--- BEGIN MATERIAL PROVIDED ---

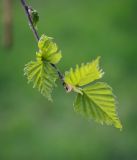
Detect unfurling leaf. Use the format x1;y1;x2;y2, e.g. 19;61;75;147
29;7;39;29
65;57;103;86
37;35;62;64
74;82;122;129
24;60;57;100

--- END MATERIAL PROVIDED ---

Please rescale the listing above by writing out all of its lines again, including the line that names the format, but leaving out the picture. Multiply each bounding-box coordinate by 1.4 and round to whole numbers, with halves rounded up, while keeping the format line and its sample numbers unchanged.

FINAL RESULT:
Detect unfurling leaf. Use the format x1;y1;x2;y2, e.g. 19;61;75;147
41;10;55;41
91;80;144;120
52;49;87;90
104;115;171;181
34;84;80;140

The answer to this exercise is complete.